PROBLEM TO SOLVE: Which lines in the material below contain the string "returns"? Copy each of them, and treat uppercase and lowercase letters as different.

[Stored items]
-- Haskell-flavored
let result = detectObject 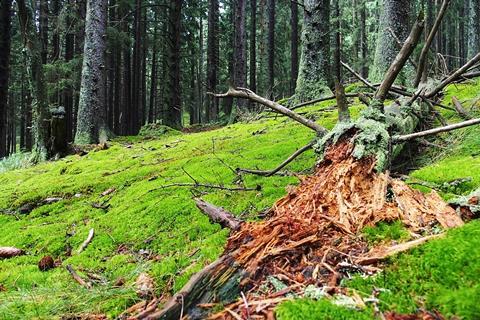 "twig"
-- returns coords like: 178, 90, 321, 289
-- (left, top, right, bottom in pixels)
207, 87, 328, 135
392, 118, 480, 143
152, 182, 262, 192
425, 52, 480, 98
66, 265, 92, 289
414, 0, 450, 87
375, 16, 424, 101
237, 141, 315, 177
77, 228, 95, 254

--

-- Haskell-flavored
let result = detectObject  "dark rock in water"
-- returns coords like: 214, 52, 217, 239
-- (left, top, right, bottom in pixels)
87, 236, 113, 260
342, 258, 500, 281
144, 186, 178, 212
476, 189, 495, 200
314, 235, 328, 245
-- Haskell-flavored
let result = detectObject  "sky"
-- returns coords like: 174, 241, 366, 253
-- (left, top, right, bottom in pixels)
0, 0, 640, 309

OUTPUT OF THE TASK:
-- returns coords like: 178, 90, 321, 289
-- returns coords like: 214, 52, 217, 239
-- returns coords like: 174, 241, 366, 253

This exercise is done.